**** Input for this task

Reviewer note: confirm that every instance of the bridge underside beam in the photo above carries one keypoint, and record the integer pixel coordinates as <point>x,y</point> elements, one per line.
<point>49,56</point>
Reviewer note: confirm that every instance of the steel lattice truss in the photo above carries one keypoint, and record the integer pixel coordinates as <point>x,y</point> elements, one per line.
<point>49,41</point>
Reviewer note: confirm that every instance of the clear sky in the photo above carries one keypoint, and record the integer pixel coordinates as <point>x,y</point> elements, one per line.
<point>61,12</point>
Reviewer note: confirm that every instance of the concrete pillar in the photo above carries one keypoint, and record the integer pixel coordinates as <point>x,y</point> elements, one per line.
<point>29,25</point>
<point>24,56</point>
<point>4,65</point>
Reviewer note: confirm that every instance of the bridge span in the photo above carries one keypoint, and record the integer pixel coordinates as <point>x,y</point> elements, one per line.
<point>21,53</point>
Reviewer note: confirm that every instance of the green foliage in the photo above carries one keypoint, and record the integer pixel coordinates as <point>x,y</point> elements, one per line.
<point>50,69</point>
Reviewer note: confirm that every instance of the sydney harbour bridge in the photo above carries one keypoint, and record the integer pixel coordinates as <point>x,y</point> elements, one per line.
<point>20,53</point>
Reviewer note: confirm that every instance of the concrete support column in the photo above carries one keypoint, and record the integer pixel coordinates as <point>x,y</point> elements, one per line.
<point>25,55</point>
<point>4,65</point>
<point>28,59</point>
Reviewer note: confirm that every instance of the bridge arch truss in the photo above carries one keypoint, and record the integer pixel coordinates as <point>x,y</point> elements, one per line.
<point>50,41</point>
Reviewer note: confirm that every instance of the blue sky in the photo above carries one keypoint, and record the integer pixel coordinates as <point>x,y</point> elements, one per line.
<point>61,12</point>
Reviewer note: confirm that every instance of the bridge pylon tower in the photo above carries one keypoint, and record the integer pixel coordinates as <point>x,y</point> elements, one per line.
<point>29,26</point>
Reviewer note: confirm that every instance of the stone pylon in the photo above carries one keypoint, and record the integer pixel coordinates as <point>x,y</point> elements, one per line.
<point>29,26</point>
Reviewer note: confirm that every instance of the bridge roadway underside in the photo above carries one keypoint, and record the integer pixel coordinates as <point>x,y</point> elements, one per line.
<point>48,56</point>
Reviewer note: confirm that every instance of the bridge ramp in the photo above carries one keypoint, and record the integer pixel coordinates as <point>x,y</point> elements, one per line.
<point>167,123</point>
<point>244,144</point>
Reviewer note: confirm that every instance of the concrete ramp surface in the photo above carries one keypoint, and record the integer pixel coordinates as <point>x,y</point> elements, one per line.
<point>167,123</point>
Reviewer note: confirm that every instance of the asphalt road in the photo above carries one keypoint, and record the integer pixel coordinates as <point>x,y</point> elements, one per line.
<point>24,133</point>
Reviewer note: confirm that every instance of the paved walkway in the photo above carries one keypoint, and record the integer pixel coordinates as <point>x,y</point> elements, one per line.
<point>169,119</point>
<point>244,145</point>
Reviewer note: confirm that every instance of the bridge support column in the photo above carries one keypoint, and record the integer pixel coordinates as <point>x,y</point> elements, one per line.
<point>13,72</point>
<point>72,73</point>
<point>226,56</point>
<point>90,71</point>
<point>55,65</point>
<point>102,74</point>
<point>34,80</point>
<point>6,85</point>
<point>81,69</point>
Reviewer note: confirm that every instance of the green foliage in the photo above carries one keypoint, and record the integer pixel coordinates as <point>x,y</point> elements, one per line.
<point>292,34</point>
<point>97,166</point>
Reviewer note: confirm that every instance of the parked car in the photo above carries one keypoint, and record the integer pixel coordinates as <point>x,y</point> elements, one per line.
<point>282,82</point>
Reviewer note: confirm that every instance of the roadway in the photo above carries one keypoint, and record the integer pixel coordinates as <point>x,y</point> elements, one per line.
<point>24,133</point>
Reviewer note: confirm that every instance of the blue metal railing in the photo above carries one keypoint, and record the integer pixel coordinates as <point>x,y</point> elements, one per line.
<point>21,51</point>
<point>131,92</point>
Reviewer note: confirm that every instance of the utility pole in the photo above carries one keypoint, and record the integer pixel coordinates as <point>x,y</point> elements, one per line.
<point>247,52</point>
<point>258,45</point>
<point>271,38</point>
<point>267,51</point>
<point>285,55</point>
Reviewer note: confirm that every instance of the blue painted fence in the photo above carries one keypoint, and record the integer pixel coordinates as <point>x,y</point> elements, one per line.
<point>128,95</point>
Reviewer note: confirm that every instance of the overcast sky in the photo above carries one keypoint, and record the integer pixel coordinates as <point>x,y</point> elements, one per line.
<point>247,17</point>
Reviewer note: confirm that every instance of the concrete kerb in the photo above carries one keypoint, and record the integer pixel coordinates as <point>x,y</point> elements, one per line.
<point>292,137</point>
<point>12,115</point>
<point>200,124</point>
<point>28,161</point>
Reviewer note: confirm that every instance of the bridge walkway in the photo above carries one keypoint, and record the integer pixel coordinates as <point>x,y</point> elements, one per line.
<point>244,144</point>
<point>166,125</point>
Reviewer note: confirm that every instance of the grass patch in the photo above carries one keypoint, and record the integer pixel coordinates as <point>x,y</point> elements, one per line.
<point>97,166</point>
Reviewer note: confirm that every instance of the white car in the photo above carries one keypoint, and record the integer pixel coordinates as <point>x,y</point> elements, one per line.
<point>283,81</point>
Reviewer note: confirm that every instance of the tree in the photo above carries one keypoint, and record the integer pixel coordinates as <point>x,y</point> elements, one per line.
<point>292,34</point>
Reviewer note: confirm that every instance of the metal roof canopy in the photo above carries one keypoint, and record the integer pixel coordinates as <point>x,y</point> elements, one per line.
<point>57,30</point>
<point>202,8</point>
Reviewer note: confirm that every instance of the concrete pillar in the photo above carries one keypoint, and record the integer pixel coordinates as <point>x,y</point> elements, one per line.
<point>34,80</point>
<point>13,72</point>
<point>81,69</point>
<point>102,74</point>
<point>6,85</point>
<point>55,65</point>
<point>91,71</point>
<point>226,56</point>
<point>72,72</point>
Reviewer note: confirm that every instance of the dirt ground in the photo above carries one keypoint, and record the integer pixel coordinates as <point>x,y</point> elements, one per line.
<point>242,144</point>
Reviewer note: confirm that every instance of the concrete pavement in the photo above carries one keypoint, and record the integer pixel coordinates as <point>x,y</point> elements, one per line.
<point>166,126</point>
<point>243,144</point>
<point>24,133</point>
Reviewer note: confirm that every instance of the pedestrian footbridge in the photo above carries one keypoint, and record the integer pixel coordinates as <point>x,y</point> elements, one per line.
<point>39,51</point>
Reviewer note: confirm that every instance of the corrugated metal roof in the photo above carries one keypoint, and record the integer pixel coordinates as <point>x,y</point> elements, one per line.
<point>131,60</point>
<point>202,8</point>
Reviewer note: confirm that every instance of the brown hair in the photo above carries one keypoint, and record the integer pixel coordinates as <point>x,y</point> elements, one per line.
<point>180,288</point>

********

Stated goal:
Please replace "keypoint" with "marker" in the listing lines starting with the line containing "Reviewer note: confirm that every instance of the asphalt" and going on through the line containing "<point>244,145</point>", and give those lines again with everything else left unchanged.

Response to the exercise:
Reviewer note: confirm that every instance of the asphalt road in the photo above carries one marker, and record the integer pixel coordinates as <point>x,y</point> elements, one per line.
<point>24,133</point>
Reviewer note: confirm that every instance of the paved walkway in the photo above carries one marker, and record the integer pixel coordinates as <point>x,y</point> elements, one per line.
<point>169,119</point>
<point>244,145</point>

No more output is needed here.